[Coordinate annotation data]
◆ ◆ ◆ ◆ ◆ ◆ ◆

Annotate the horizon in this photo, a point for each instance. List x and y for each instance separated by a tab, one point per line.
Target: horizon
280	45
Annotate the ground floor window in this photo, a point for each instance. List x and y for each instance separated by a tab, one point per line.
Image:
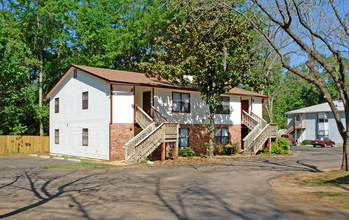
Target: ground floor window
222	136
183	137
56	136
85	137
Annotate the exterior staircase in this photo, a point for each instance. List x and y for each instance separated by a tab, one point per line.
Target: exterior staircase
260	132
156	131
289	130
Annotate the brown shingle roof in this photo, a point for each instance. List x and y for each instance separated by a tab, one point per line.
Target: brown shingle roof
127	77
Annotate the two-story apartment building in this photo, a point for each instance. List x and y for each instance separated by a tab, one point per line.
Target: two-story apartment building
112	114
315	121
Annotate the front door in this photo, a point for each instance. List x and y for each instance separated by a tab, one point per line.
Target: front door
244	105
244	133
244	129
146	102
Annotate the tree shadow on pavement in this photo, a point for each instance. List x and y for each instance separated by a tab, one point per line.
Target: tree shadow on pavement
45	195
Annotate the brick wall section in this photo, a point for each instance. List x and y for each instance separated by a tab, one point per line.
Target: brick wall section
119	135
198	135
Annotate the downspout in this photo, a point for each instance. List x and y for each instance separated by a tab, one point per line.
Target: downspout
111	118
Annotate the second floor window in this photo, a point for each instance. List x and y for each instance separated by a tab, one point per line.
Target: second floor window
85	100
56	105
85	137
183	137
56	136
222	136
181	102
223	107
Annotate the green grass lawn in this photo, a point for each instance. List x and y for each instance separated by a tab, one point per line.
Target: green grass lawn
336	178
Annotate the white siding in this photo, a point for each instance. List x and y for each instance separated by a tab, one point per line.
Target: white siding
71	118
310	130
257	107
123	104
199	111
333	132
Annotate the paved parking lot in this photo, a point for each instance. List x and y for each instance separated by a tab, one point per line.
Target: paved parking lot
229	190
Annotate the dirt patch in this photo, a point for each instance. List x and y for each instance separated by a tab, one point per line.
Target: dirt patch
300	186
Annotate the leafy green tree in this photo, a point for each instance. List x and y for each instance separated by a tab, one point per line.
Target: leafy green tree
16	92
209	43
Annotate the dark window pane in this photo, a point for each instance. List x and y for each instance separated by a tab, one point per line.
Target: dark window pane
85	137
56	136
85	100
183	137
56	105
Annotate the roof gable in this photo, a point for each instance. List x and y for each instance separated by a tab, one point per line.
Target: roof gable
323	107
127	77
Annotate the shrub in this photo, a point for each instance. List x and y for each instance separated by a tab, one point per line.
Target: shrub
186	152
218	149
282	147
284	144
229	150
306	142
207	146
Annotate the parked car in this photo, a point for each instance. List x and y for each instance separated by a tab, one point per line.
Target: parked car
291	140
323	142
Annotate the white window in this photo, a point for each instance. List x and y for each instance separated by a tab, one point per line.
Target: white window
322	125
183	137
56	105
56	136
85	100
85	137
223	107
222	136
181	102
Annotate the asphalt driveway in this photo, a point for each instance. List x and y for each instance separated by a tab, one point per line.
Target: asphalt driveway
230	190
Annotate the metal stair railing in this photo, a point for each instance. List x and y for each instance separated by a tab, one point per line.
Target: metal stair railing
256	138
130	146
290	128
248	120
157	116
143	144
261	138
142	118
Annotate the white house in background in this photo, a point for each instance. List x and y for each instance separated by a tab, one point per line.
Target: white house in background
315	121
112	114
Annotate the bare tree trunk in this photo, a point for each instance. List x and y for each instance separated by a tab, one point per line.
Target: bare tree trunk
212	135
40	96
345	165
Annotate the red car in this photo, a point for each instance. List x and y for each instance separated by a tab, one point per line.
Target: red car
323	142
291	140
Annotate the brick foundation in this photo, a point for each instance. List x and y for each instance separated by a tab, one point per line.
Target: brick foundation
198	135
119	135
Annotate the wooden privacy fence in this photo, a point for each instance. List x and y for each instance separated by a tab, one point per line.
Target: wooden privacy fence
24	144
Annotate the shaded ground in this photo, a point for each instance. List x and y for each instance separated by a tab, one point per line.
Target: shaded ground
300	186
228	190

◆ ◆ ◆ ◆ ◆ ◆ ◆

> _Set task_
Reproduce all of the records above line for line, leaving out the pictures.

> _Task output_
Annotate the horizon in this photo, a point for each instance. List x and y for each instance separated by a tab, one point per line.
Target: horizon
280	45
Annotate the ground floor window in this photo, a point for each instance. List x and y for each instance separated by a tab, one point per line.
Image:
Target: ground floor window
222	136
183	137
56	136
85	137
Annotate the exterior staircase in this photo, a point for each instance. List x and y for each instance separated by a tab, one point per line.
Target: exterior staircase
260	132
156	131
289	130
Annotate the brown shingle roof in this photo, a point for each instance. List x and y for each instance separated by a tab, one point per line.
Target: brown shingle roof
127	77
Annotate the two-story apartment building in this photo, a point for each instance. List x and y for each instance separated by a tab, one point per line.
Target: two-story apartment building
112	114
315	121
Annotate the front door in this photo, a point for each instance. List x and y for each instance separated by a tab, one point per line.
Target: front door
244	105
244	133
244	129
146	102
Annotate the tree shadow on pavement in this photo, a point for each instance. List x and y for each instance separated by a tab, one point per line.
Target: tree shadow on pavement
45	195
Annotate the brick wall section in this photo, a point for each instance. List x and y for each instance separated by a tab, one point per line.
Target: brick wall section
119	135
198	135
Annotate the downspout in this photo, a point for each instance. List x and y for each instance separated by a tab, one point per line.
Target: downspout
111	118
Annotate the second floor window in this photo, a point for each instance. List x and y for each instance separated by a tab, one point per line.
Target: second floor window
85	100
56	105
85	137
183	137
56	136
222	136
181	102
223	107
Annotate the green grass lawn in this photo, a point for each instance. List x and y for each instance separated by a tab, one point per line.
Target: green grass lawn
336	178
Annotate the white siding in this photo, a point for each instance. List x and y for each instance separated by a tab, one point per line.
Target: white siding
71	118
310	130
257	107
123	104
199	111
333	132
Annotate the paved parking lot in this photo, a point for each instance. List x and y for each instance separated by a tab, one point per line.
Target: paved parking lot
229	190
Annotate the dirt patch in this photo, a point for each instance. List x and y for each instance separated by a tab, one point per line.
Target: dirt patch
300	186
Annotate the leafy green tree in this photo, a point for each instance. List x and y for each instance separated by a tab, one point per line.
Target: leafy green tree
16	92
209	43
Annotate the dark window pane in this photo, a point for each instance. List x and y for each instance separated by a tab, one point per line.
Target: dark window pane
85	137
56	136
85	100
183	137
56	105
Annotate the roof gable in this photo, a point for each instance. List x and y for each instance separated by a tab, one point per line.
Target: roof gable
323	107
127	77
Annotate the shrub in this photo, a point for each instance. List x and y for each instance separated by a tab, one point per line.
Target: shrub
186	152
218	149
282	147
284	144
229	150
306	142
207	146
Annotate the parked car in this photo, a point for each instance. List x and y for each instance separated by a tab, one point per line.
Target: parked car
291	140
323	142
Annotate the white window in this photo, a point for each instance. List x and y for each instance separated by a tab, one point per line.
Target: white window
322	125
183	137
56	105
56	136
85	100
85	137
223	107
222	136
181	102
Annotate the asphalt driveway in this photo, a point for each instance. List x and y for each instance separated by a tab, one point per line.
Target: asphalt driveway
230	190
Annotate the metal stair railing in this photo, a point for each instance. List x and y for each instance separated by a tab, one point per line.
Target: metal stair railing
256	138
130	146
290	128
248	120
157	116
143	144
261	138
142	118
Annotate the white house in background in this photo, a point for each instance. List x and y for each instance separated by a tab, one point per line.
Target: white house in background
315	121
112	114
Annotate the bare tree trunk in this photo, a point for each instance. List x and y for each instance separated by a tab, one point per line.
Target: bare tree trunk
212	135
40	96
345	165
Annotate the red car in this photo, a point for each instance. List x and y for each instance separated by a tab, one point per line.
Target: red car
323	142
291	140
Annotate the brick foundation in this photo, a point for each instance. List x and y for each instance separated by a tab, one point per line.
Target: brick foundation
198	135
119	135
Annotate the wooden privacy fence in this photo, a point for each instance. List x and y for each instance separated by a tab, one point per line.
Target: wooden privacy fence
24	144
Annotate the shaded ground in this photo, a point for each instance. List x and y for each instance separated by a tab, one point per line.
Target: shaded ground
300	186
228	190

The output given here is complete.